- [GIVEN PROBLEM A] Gather every line of the entries below that contains the string "dark". Case counts.

- [QUOTED PASSAGE]

----

Case ID: f2d_122/html/0314-01.html
Source: Caselaw Access Project
Author: {"author": "JONES, Circuit Judge.", "license": "Public Domain", "url": "https://static.case.law/"}
Date Created: 2024-08-24T03:29:51.129683

ELECTRO-METALLURGICAL CO. et al. v. KRUPP NIROSTA CO., Inc.
    No. 7471.
    Circuit Court of Appeals, Third Circuit.
    June 30, 1941.
    Rehearing Denied Aug. 26, 1941.
    
      Leonard A. Watson, of New York City (Hugh M. Morris, of Wilmington, Del., and Watson, Bristol, Johnson & Leavenworth and D. A. Woodcock, all of New York City, on the brief), for plaintiffs.
    Fritz V. Briesen, of New York City (Southerland, Berl, Potter & Leahy, Ward & Gray, and C. A. Southerland, all of Wilmington, Del., on the brief), for defendant.
    Before BIGGS, CLARK, and JONES, Circuit Judges.
   JONES, Circuit Judge.

This appeal involves a suit under Revised Statutes § 4915, 35 U.S.C.A. § 63, for a decree entitling the plaintiff, Electro-Metallurgical Company, to receive a patent for the invention specified in claims 1, 2 and 9 of a patent awarded to Paul Schaf-meister, who assigned his rights therein to the defendant, Krupp Nirosta Company, Inc. Schafmeister was originally joined as a party defendant but the bill of complaint was dismissed as to him upon his filing a disclaimer in the court below.

----

Records excerpted from a collection
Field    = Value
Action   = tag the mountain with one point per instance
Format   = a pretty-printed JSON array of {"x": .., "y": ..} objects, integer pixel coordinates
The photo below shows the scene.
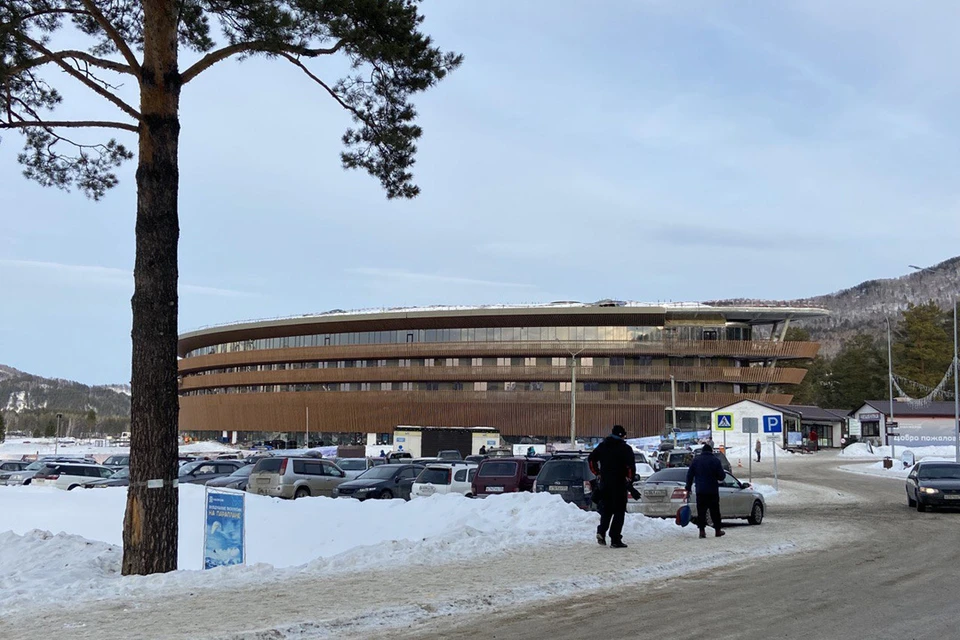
[
  {"x": 21, "y": 391},
  {"x": 863, "y": 308}
]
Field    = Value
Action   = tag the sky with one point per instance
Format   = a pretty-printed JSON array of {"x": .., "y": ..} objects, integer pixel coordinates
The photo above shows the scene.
[{"x": 646, "y": 150}]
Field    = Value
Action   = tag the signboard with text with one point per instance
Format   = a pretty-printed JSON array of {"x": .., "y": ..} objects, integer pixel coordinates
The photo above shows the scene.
[{"x": 224, "y": 533}]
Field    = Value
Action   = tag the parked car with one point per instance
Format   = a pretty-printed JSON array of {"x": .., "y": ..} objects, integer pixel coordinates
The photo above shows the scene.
[
  {"x": 236, "y": 480},
  {"x": 69, "y": 475},
  {"x": 295, "y": 477},
  {"x": 353, "y": 467},
  {"x": 115, "y": 462},
  {"x": 384, "y": 482},
  {"x": 665, "y": 491},
  {"x": 506, "y": 475},
  {"x": 13, "y": 465},
  {"x": 439, "y": 478},
  {"x": 25, "y": 475},
  {"x": 120, "y": 478},
  {"x": 200, "y": 471},
  {"x": 568, "y": 477},
  {"x": 933, "y": 484}
]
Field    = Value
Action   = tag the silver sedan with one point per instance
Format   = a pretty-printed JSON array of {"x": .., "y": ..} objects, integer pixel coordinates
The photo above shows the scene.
[{"x": 665, "y": 491}]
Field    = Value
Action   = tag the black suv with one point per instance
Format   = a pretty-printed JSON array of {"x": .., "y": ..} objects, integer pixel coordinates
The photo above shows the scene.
[{"x": 569, "y": 477}]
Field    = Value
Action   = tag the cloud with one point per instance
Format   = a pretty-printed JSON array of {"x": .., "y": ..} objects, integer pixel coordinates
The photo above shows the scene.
[
  {"x": 95, "y": 275},
  {"x": 399, "y": 274}
]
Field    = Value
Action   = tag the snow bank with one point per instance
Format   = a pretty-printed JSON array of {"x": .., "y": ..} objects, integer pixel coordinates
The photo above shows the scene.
[{"x": 81, "y": 531}]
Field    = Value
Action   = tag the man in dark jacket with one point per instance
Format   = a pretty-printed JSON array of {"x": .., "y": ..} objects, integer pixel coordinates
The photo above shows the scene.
[
  {"x": 614, "y": 465},
  {"x": 707, "y": 473}
]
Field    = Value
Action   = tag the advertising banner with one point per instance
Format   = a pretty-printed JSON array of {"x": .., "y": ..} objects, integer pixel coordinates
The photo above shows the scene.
[
  {"x": 919, "y": 432},
  {"x": 224, "y": 534}
]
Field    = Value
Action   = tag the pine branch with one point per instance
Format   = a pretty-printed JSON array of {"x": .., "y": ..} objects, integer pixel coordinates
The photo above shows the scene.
[
  {"x": 70, "y": 124},
  {"x": 114, "y": 36},
  {"x": 76, "y": 55},
  {"x": 259, "y": 46},
  {"x": 123, "y": 106}
]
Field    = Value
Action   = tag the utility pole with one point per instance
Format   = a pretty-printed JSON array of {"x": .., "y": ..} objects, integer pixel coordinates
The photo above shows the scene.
[
  {"x": 56, "y": 440},
  {"x": 893, "y": 450},
  {"x": 673, "y": 408}
]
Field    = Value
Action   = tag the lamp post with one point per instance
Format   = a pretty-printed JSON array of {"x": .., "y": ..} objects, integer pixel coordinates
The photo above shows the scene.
[
  {"x": 956, "y": 370},
  {"x": 56, "y": 440},
  {"x": 573, "y": 394}
]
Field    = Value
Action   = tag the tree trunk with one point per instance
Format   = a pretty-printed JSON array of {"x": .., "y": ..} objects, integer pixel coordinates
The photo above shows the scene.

----

- [GIVEN PROBLEM B] In the court opinion above, what happened to the bill of complaint as to Schafmeister?

- [CORRECT RESULT A]
Action   = tag the man in dark jacket with one point per instance

- [CORRECT RESULT B] It was dismissed as to him when he filed a disclaimer in the court below.